## Text
——————

Fagron announces today that the capital increase with cancellation of the preferential subscription rights of the existing shareholders (first tranche of the capital increase) of approximately € 131 million has been completed successfully. In the first tranche of the capital increase, Fagron placed 22,626,387 new shares to WPEF VI Holdco III BE B.V., Alychlo NV, Carmignac Gestion S.A., Carmignac Portfolio SICAV, Midlin NV, Bart Versluys and Johannes Stols. The subscription price was € 5.7916 per share. Within 90 days after the issuance of these shares, Fagron will apply for the admission of trading of the new shares to Euronext Brussels and Euronext Amsterdam. The total number of Fagron shares with voting rights after the issuance of the first tranche capital increase is 54,738,214. The total number of voting rights (denominator) is 54,738,214.

Composition of the board of directors
The extraordinary general meeting of shareholders, held on 4 May 2016, has resolved to appoint six new directors subject to and with effect from the recording of the subscription by WPEF VI Holdco III BE B.V. respectively Alychlo NV to the first tranche of the capital increase in a notarial deed. Completion of the first tranche of the capital increase means that the condition precedent to the appointments has been met.

——————

## Data extracts
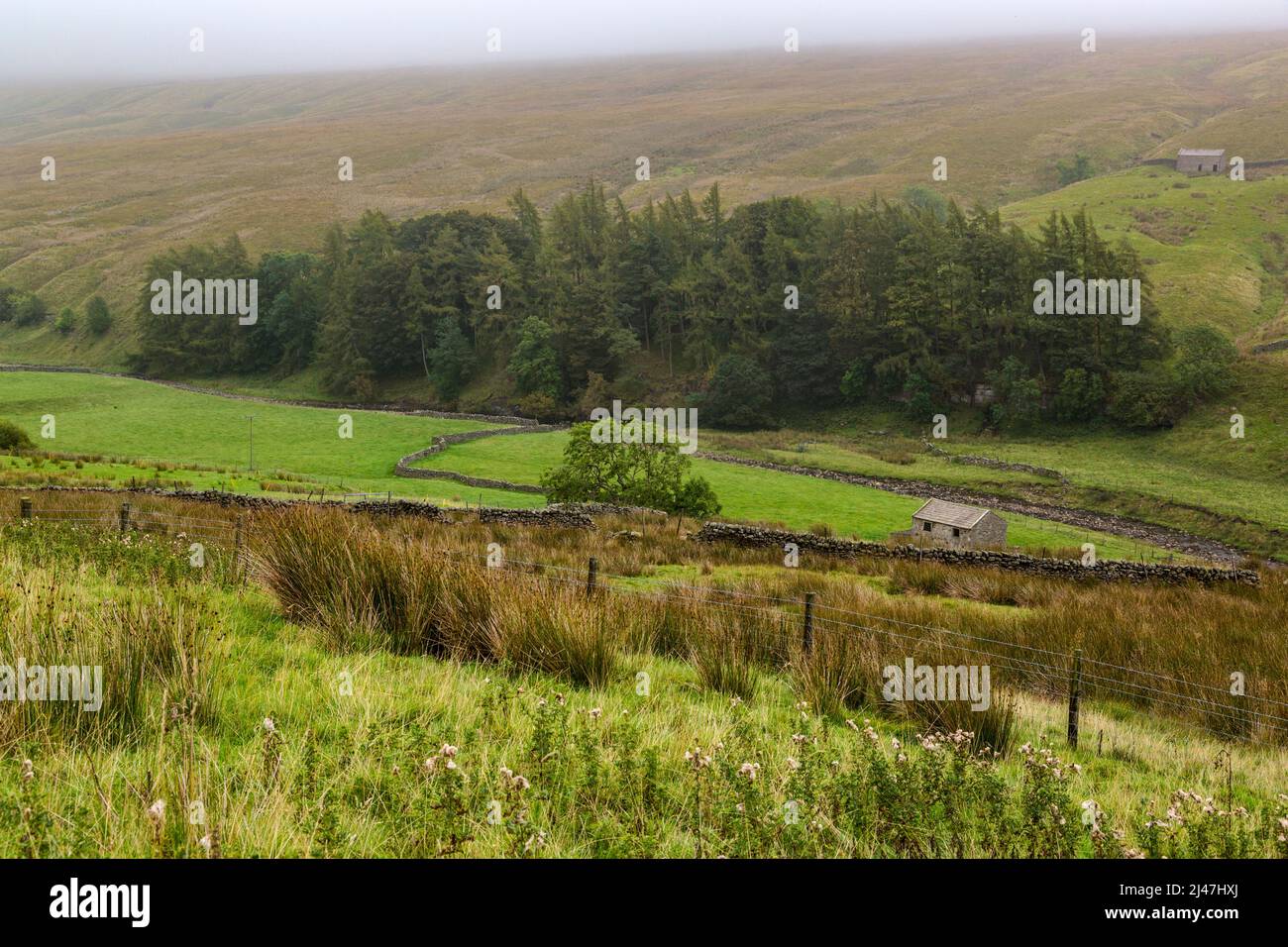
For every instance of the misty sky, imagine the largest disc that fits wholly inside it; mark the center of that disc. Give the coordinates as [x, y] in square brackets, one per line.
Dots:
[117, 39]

——————

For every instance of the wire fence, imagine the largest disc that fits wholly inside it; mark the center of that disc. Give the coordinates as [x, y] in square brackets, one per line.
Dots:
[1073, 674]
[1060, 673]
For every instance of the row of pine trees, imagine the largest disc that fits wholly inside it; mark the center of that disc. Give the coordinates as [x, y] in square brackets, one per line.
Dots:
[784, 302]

——————

## Assignment
In the text on Fagron's capital increase, what was the subscription price per new share?

## Answer to the problem
€ 5.7916 per share